- Data for processing -
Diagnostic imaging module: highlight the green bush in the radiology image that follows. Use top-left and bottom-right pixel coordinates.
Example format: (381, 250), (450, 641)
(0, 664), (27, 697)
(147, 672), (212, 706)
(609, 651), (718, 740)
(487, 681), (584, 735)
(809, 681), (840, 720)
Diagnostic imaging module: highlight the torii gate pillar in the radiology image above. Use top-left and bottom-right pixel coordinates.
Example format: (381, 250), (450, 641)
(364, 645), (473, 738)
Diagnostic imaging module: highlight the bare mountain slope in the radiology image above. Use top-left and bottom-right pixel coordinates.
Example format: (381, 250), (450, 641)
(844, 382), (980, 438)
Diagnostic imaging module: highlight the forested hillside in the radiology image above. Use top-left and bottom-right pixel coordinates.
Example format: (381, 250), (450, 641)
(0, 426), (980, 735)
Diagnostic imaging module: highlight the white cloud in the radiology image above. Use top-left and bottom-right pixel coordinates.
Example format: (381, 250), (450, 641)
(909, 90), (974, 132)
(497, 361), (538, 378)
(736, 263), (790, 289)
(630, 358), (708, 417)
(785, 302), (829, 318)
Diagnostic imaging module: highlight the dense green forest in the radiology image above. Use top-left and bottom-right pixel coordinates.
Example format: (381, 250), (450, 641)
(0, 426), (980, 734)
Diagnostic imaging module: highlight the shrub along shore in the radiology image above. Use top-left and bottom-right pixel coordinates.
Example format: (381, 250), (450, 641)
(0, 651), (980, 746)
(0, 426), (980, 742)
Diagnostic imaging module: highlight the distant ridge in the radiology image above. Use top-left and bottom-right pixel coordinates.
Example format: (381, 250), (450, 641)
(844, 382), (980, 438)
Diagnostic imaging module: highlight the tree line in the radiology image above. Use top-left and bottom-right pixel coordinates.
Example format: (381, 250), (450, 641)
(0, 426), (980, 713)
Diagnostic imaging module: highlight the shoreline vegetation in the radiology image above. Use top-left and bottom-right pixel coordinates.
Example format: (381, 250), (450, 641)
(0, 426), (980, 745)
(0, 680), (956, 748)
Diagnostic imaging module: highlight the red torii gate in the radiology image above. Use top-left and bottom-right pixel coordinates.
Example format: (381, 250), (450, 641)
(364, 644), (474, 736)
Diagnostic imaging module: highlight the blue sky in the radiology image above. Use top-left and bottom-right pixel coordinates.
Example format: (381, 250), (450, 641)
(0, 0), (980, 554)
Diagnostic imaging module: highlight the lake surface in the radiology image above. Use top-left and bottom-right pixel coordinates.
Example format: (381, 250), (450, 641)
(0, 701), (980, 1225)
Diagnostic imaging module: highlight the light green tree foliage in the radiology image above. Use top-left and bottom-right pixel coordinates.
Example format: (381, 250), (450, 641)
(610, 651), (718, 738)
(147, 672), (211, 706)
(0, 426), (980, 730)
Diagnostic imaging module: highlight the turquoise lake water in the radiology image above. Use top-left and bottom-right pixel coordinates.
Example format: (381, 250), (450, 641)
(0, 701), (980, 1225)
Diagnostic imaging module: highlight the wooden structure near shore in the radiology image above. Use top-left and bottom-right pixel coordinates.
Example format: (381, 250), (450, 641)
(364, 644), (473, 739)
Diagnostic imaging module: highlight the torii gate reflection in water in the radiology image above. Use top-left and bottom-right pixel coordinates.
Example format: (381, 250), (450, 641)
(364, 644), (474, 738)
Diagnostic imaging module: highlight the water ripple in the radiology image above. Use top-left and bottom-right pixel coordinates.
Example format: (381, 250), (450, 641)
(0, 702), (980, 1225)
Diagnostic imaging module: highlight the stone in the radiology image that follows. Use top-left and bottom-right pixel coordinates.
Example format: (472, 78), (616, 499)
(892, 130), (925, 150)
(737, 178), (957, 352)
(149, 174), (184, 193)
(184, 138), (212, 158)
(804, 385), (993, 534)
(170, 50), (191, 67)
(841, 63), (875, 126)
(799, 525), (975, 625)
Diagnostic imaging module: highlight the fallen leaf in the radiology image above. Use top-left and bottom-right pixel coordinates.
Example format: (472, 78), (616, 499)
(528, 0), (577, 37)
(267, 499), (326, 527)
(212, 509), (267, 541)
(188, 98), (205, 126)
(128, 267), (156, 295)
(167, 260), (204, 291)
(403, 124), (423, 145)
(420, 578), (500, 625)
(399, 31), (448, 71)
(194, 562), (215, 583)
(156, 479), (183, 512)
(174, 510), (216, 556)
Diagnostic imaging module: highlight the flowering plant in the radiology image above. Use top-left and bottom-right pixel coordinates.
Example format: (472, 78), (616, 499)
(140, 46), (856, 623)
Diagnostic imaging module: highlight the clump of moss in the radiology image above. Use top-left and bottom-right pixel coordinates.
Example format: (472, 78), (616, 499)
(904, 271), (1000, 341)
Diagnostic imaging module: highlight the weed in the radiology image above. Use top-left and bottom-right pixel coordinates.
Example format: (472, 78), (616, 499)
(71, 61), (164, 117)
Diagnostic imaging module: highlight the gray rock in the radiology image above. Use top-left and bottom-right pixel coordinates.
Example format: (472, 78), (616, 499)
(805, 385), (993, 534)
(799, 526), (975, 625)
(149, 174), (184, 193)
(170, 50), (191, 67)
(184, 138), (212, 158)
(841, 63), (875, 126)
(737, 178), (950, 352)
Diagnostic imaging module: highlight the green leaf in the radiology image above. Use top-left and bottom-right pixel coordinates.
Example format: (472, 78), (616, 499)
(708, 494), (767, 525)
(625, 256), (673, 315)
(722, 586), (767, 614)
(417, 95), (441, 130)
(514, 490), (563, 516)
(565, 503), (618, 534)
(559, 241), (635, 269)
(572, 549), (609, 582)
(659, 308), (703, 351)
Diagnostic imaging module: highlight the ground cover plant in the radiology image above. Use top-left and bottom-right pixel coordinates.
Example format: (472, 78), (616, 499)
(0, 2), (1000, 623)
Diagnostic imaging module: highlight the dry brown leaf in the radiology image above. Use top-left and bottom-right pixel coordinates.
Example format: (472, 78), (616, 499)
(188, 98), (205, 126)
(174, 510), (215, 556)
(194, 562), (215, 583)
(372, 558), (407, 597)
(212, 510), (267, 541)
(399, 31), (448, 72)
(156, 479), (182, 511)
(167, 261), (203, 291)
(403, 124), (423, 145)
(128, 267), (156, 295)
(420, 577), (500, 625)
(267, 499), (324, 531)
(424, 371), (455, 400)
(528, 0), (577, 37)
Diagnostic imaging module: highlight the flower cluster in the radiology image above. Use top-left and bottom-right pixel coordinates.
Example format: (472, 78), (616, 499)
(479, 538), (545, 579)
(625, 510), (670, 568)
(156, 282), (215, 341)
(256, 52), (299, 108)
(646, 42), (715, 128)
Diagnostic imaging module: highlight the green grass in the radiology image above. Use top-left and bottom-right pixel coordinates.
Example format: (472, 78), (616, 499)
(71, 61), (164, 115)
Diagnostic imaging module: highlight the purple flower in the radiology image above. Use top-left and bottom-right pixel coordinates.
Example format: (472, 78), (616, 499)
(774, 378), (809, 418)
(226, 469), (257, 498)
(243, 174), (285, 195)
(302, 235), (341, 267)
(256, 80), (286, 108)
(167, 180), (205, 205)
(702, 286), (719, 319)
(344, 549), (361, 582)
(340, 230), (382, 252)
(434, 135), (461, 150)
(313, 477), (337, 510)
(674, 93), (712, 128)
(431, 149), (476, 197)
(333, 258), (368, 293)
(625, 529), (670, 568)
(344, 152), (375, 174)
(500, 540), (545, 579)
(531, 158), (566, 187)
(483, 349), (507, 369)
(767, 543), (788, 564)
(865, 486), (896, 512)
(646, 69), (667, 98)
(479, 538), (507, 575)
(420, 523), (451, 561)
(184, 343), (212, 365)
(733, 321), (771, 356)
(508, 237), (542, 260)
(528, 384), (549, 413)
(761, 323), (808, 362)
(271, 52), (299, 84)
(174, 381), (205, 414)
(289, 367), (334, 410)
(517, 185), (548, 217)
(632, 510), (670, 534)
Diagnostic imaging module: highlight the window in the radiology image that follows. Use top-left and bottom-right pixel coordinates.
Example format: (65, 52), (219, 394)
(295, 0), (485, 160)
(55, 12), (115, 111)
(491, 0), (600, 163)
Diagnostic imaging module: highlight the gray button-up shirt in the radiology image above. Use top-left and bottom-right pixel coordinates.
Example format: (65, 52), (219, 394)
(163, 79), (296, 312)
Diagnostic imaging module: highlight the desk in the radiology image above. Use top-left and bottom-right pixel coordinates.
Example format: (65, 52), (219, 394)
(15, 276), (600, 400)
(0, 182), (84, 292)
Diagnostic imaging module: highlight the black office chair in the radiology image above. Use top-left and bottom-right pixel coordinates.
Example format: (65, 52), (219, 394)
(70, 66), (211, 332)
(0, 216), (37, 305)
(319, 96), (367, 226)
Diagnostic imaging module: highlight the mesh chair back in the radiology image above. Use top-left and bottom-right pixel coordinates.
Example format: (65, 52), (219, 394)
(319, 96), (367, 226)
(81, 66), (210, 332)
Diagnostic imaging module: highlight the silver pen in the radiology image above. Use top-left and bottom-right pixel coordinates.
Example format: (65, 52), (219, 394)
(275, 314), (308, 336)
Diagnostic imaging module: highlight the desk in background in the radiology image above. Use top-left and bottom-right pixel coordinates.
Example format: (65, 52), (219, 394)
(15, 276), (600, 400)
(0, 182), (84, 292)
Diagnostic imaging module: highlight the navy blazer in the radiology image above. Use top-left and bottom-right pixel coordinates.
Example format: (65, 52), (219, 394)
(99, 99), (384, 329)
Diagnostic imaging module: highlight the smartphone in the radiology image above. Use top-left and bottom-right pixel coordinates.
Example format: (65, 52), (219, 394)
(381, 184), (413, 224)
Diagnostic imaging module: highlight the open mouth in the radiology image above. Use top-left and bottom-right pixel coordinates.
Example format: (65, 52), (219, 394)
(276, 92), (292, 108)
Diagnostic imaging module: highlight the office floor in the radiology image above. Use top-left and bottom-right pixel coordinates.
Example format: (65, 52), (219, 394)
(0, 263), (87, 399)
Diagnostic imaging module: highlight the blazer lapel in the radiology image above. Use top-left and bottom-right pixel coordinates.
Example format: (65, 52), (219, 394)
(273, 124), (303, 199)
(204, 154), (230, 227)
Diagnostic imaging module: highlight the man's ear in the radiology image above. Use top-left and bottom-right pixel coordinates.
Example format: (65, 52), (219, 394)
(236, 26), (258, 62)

- Problem statement -
Reproduce the records above word for word, from their first line through the line holding "(364, 645), (473, 738)", inclusive.

- Correct output -
Diagnostic imaging module: highlight the green bush in the radiology image that follows. Use top-left and bottom-right pixel coordinates.
Example format: (381, 250), (450, 641)
(0, 664), (27, 697)
(147, 672), (212, 706)
(609, 651), (718, 740)
(487, 681), (584, 735)
(809, 681), (840, 720)
Diagnostic imaging module: highlight the torii gate pillar in the radiology image above. Use top-left and bottom-right pixel coordinates.
Example format: (381, 250), (450, 641)
(364, 645), (473, 738)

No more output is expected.